* Page excerpt *
───
The advance party will secure the heavily mined stretch of road from the Macedonian border to the town of Kacanik, along which most of the foreign troops moving into Kosovo will pass over the next days and weeks.

The final diplomatic hurdle for peace in Kosovo was cleared at the United Nations last night, after the Security Council voted overwhelmingly in favour of a resolution enshrining the peace agreement in Kosovo. China abstained.

This cleared the way for Nato peace-keeping troops to enter the province and for the UN itself to assume responsibilities for a massive programme of reconstruction.

Hours earlier, Javier Solana, Nato's Secretary-General, confirmed the start of the withdrawal of Serb forces from Kosovo in a letter that was faxed to his UN counterpart in New York, Kofi Annan.

In London the Prime Minister, Tony Blair, said "good has triumphed over evil. Justice has overcome barbarism. And the values of civilisation have prevailed".

He implicitly warned Serbia that it would be excluded from the planned post-war aid and reconstruction programme in the Balkans while President Slobodan Milosevic was at the helm. "You cannot expect democracies to prop up dictatorships," he said. "We want a modern democratic Serbia to be part of a modern democratic Europe. But the choice rests with Serbia."
───
* Directive *
Pick up the news report on the Kosovo peace settlement after its last sentence and continue it.

* Dataset entries *
───
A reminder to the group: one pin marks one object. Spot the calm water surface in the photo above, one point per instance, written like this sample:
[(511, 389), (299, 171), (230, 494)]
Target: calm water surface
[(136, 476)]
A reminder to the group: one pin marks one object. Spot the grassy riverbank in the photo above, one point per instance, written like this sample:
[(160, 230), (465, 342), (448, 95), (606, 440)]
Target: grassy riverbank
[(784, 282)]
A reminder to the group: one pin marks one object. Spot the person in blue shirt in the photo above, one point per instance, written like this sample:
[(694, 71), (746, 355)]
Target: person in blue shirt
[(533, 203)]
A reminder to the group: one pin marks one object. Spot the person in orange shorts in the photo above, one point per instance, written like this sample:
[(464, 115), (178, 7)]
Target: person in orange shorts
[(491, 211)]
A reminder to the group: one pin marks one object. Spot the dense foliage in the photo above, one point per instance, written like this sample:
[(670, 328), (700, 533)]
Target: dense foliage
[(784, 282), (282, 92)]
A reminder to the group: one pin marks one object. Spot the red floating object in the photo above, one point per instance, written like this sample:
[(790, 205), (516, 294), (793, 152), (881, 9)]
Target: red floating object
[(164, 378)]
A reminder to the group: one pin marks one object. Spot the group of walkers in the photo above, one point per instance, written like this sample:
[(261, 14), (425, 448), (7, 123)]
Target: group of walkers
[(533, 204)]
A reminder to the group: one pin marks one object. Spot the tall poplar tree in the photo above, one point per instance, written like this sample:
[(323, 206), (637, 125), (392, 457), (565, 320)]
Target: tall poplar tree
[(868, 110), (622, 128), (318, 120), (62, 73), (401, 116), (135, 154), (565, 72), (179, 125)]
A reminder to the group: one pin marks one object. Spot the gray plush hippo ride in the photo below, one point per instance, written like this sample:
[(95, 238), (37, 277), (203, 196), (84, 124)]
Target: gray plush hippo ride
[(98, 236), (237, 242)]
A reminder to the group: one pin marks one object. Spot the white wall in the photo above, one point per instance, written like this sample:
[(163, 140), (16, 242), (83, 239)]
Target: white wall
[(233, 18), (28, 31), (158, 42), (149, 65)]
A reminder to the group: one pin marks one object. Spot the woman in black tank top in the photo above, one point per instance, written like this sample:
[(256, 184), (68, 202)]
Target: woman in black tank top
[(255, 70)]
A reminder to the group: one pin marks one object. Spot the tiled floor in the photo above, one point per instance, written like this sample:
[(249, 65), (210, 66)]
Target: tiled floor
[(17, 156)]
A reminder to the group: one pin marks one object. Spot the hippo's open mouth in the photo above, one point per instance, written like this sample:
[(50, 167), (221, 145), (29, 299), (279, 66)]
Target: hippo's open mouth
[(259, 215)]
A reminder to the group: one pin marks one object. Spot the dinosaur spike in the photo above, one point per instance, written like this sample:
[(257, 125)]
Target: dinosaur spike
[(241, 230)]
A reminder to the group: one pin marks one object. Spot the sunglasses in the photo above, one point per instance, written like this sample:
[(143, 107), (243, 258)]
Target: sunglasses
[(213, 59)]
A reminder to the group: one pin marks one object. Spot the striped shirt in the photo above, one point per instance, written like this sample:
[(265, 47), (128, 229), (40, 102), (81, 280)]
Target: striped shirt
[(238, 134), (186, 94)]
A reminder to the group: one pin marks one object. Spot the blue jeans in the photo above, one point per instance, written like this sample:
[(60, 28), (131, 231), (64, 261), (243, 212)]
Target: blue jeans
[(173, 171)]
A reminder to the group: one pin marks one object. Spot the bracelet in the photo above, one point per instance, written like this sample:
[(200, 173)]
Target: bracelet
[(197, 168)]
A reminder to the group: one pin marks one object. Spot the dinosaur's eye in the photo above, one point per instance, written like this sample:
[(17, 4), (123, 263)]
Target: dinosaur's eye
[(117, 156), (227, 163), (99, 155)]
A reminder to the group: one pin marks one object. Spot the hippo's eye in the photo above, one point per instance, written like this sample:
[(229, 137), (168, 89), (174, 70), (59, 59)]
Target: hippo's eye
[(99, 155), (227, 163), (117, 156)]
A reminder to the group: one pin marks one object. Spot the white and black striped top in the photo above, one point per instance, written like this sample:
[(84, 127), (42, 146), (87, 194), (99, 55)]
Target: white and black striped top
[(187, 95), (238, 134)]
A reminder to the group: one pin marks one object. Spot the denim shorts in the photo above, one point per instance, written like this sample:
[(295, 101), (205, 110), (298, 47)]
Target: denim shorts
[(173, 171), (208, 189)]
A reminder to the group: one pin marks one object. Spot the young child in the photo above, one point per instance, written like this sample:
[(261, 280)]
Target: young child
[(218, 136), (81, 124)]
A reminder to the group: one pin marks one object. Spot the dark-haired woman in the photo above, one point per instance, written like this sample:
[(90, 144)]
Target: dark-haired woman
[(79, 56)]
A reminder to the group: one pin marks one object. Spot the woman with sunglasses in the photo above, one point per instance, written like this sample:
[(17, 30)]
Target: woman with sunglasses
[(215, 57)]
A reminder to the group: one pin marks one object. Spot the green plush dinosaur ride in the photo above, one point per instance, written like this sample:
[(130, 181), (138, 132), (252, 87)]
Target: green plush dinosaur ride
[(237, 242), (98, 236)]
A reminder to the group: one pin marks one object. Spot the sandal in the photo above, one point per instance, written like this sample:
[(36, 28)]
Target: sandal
───
* Output of the task *
Nato's deployment will see 48,000 British, French, German, American and Italian troops pouring across the border from Macedonia over the coming days, hard on the heels of the Serb withdrawal. It will be the the West's largest military deployment since the 1991 Gulf War.

According to the agreement Kosovo will be divided into three sectors, with the Serbs retreating first from the southern one which has been drawn to include Pristina. As they collapse back into the middle and northern sector, they will be followed by the international force, with Nato at its core, following closely behind.

Despite the imminent arrival of a huge foreign force on Yugoslav soil, President Milosevic, proclaimed the result as a great victory. "The people are the hero," he said on national television.